**Problem:**
Reproduce each of the entries below verbatim, keeping every line unchanged.

[Point labels for objects]
══════

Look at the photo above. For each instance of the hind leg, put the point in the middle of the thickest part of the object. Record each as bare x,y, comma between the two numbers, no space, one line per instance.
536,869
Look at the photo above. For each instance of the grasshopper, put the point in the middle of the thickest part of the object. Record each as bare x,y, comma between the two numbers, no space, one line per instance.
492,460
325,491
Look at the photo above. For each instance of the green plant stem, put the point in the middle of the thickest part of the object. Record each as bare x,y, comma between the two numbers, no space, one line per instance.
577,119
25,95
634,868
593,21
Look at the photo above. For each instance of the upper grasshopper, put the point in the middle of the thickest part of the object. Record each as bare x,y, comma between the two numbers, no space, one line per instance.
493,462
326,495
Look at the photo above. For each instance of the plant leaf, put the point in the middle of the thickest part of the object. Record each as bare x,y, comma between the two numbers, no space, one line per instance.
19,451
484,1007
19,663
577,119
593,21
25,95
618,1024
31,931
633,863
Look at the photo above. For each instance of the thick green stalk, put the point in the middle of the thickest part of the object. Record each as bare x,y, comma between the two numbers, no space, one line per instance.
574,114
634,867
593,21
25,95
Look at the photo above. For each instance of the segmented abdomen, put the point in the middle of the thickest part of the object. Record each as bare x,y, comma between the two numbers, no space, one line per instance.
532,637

══════

**Response for this exercise:**
Look at the photo above. For each instance of the hind leg, put the point in the middle of the thickest part of the object. Record each as bare x,y, comma between the two numbers, no space, one line per instance.
536,869
Look at the photo above. For each instance of the grasshopper, put the point in the middle of the thickest part of the object. Record each as bare x,y, comma between the two numbers, no space, one line per instance.
492,460
325,491
Look at the photo above. For each instance of the green plant stem, put the point in the middle of the thickest part of the object. Record each as bare x,y, comma between the two numbers, no space, one line per instance.
577,119
25,95
634,868
593,21
Look at the photo above. For each instance of the upper grasshopper, put the point in the middle of the thickest part of the object. Record each as bare x,y, comma between the two numbers, no space, one line per instance.
493,462
326,495
Look at the photo above. For each instance of the plant leaf, put the point in the middle of the thickest part of the object. Record each as bare x,y, comma between the two numbers, no space, one line per instance.
19,451
484,1007
19,663
577,119
593,21
25,95
618,1024
31,931
633,863
Look at the photo above. For each instance of the thick green stalk, put the point in the middle of the thickest part of the object. Record each as bare x,y, comma between the two numbers, no space, one line per instance.
574,114
634,867
593,21
25,95
Look at the photo above. For each instance of the segmented abdomen, put the point in the middle of the thickest part of the object. Record each as bare x,y, comma between the two numbers, no space, one line per instance.
532,637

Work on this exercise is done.